**WHAT YOU HAVE TO DO:** Gather each line of the entries below that includes "airy".

DATASET RECORDS Block Start

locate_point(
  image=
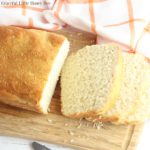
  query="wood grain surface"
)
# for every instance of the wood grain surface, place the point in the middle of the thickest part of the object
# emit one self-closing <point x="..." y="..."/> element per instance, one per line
<point x="55" y="128"/>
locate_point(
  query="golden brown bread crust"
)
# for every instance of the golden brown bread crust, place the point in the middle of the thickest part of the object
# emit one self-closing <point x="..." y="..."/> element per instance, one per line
<point x="26" y="58"/>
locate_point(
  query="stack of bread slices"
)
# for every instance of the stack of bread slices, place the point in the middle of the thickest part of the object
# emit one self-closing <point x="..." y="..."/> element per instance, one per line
<point x="102" y="83"/>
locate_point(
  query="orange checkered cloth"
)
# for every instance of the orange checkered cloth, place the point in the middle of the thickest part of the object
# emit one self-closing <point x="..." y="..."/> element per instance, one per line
<point x="124" y="22"/>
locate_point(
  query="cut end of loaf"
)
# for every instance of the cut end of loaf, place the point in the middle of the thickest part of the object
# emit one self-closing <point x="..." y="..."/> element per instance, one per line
<point x="53" y="77"/>
<point x="87" y="78"/>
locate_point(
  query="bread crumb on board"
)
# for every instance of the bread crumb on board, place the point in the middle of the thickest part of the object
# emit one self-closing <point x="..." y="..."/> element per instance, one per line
<point x="48" y="109"/>
<point x="71" y="132"/>
<point x="50" y="121"/>
<point x="72" y="140"/>
<point x="66" y="124"/>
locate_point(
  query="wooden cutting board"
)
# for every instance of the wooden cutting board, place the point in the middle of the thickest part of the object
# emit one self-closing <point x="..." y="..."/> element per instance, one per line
<point x="55" y="128"/>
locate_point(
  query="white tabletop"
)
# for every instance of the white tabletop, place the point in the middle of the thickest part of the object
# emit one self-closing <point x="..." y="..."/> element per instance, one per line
<point x="9" y="143"/>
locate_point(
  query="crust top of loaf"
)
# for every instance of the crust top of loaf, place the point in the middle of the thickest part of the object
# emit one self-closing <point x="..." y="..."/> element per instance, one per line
<point x="26" y="58"/>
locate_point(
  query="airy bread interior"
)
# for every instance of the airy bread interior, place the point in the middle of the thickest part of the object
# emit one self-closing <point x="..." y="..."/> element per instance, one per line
<point x="87" y="79"/>
<point x="53" y="77"/>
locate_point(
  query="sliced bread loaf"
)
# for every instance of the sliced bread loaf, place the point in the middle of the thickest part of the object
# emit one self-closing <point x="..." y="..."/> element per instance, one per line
<point x="88" y="78"/>
<point x="133" y="102"/>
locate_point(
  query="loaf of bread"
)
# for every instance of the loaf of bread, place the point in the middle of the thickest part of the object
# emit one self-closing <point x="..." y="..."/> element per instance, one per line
<point x="132" y="90"/>
<point x="30" y="63"/>
<point x="100" y="85"/>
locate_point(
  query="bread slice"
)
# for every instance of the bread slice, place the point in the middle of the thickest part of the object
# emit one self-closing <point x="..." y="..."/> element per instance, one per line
<point x="88" y="78"/>
<point x="134" y="95"/>
<point x="141" y="107"/>
<point x="30" y="64"/>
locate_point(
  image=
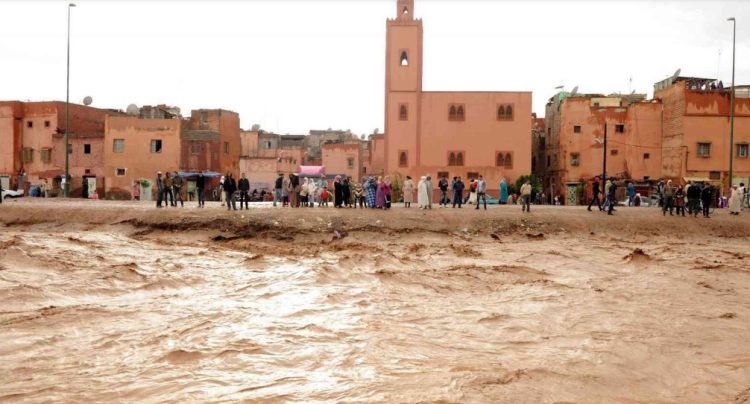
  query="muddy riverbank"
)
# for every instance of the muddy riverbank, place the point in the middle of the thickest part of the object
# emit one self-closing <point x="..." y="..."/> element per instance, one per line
<point x="118" y="301"/>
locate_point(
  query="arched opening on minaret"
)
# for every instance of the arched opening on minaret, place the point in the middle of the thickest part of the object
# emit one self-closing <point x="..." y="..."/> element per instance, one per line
<point x="404" y="59"/>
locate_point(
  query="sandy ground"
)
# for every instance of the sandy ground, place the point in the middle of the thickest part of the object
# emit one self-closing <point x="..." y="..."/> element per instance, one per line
<point x="118" y="301"/>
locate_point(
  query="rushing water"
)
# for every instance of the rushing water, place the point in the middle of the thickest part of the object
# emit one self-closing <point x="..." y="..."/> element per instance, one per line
<point x="100" y="316"/>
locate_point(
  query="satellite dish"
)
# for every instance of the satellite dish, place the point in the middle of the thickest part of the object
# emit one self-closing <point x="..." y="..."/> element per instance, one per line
<point x="132" y="110"/>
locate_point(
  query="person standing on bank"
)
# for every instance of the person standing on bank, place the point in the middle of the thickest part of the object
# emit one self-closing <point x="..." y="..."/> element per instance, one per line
<point x="595" y="198"/>
<point x="177" y="183"/>
<point x="230" y="186"/>
<point x="611" y="197"/>
<point x="200" y="186"/>
<point x="409" y="191"/>
<point x="458" y="192"/>
<point x="481" y="190"/>
<point x="244" y="187"/>
<point x="526" y="197"/>
<point x="160" y="192"/>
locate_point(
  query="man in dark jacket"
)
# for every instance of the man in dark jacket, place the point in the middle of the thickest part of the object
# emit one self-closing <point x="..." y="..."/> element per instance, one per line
<point x="707" y="196"/>
<point x="612" y="199"/>
<point x="200" y="185"/>
<point x="277" y="188"/>
<point x="244" y="187"/>
<point x="694" y="199"/>
<point x="595" y="198"/>
<point x="458" y="192"/>
<point x="230" y="186"/>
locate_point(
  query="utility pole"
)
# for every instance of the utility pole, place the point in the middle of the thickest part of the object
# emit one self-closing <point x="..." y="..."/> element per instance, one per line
<point x="66" y="188"/>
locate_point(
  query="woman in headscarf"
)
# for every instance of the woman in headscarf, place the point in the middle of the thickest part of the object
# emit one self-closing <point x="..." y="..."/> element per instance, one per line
<point x="346" y="192"/>
<point x="735" y="201"/>
<point x="422" y="193"/>
<point x="338" y="192"/>
<point x="380" y="194"/>
<point x="387" y="192"/>
<point x="503" y="192"/>
<point x="409" y="191"/>
<point x="372" y="191"/>
<point x="303" y="192"/>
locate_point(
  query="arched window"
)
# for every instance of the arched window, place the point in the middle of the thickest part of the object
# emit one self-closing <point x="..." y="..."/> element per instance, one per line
<point x="500" y="160"/>
<point x="403" y="113"/>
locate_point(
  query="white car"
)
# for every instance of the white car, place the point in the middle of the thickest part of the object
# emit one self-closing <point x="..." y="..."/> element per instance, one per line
<point x="9" y="193"/>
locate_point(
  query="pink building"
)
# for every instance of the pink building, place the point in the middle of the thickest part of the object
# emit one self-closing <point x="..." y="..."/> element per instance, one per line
<point x="445" y="133"/>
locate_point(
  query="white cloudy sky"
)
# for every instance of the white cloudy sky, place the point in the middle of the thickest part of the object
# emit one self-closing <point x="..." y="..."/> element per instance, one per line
<point x="292" y="66"/>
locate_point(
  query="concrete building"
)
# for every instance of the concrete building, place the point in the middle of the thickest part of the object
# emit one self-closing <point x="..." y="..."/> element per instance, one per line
<point x="574" y="142"/>
<point x="448" y="133"/>
<point x="264" y="155"/>
<point x="33" y="136"/>
<point x="695" y="142"/>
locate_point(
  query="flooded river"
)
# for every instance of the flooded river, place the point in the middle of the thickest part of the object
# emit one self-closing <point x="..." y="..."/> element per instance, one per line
<point x="104" y="316"/>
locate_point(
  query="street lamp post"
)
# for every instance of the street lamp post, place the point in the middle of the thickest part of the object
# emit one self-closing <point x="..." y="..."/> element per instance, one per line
<point x="66" y="188"/>
<point x="731" y="104"/>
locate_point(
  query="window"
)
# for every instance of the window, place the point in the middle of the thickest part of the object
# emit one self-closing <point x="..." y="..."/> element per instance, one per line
<point x="155" y="145"/>
<point x="456" y="112"/>
<point x="27" y="154"/>
<point x="505" y="113"/>
<point x="196" y="148"/>
<point x="742" y="150"/>
<point x="403" y="159"/>
<point x="46" y="154"/>
<point x="704" y="150"/>
<point x="403" y="113"/>
<point x="118" y="145"/>
<point x="575" y="159"/>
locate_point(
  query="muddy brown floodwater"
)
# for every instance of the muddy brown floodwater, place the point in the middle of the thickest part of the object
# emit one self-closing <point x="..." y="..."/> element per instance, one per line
<point x="109" y="302"/>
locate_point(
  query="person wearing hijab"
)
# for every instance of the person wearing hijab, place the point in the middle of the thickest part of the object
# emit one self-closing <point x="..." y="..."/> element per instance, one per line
<point x="387" y="192"/>
<point x="380" y="194"/>
<point x="428" y="184"/>
<point x="409" y="191"/>
<point x="503" y="192"/>
<point x="422" y="193"/>
<point x="372" y="192"/>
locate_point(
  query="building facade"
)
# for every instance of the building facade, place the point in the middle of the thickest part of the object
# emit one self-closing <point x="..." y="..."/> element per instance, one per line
<point x="445" y="133"/>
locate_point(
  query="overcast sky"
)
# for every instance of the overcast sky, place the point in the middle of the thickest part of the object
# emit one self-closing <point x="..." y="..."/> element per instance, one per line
<point x="292" y="66"/>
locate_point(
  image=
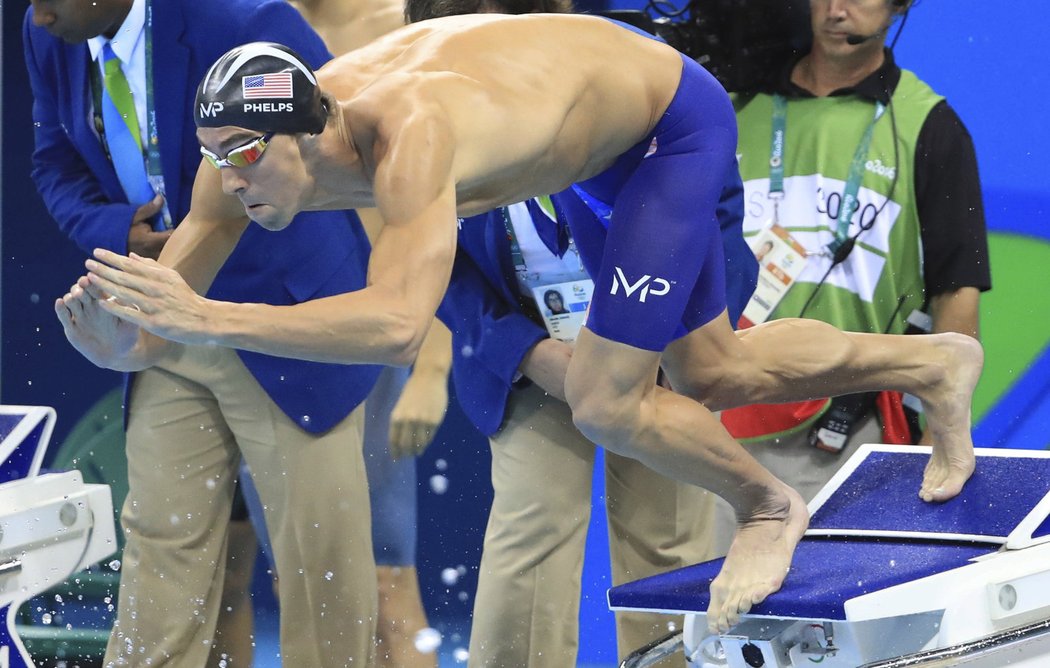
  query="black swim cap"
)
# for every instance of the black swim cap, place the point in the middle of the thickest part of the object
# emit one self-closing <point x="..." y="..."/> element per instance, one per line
<point x="260" y="86"/>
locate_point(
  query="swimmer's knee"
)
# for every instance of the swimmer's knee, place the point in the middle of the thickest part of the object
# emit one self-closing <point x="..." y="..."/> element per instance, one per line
<point x="612" y="424"/>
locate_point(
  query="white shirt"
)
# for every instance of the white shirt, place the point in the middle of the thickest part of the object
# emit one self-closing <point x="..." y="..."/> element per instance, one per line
<point x="544" y="267"/>
<point x="129" y="44"/>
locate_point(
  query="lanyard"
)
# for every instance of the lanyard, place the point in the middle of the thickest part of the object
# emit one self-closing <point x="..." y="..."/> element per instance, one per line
<point x="153" y="169"/>
<point x="855" y="175"/>
<point x="152" y="148"/>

DATASET RECORDS Block End

**TASK RESULT:**
  query="airy bread interior"
# for every instance of the airy bread interior, place the point in the middle of the thickest part of the object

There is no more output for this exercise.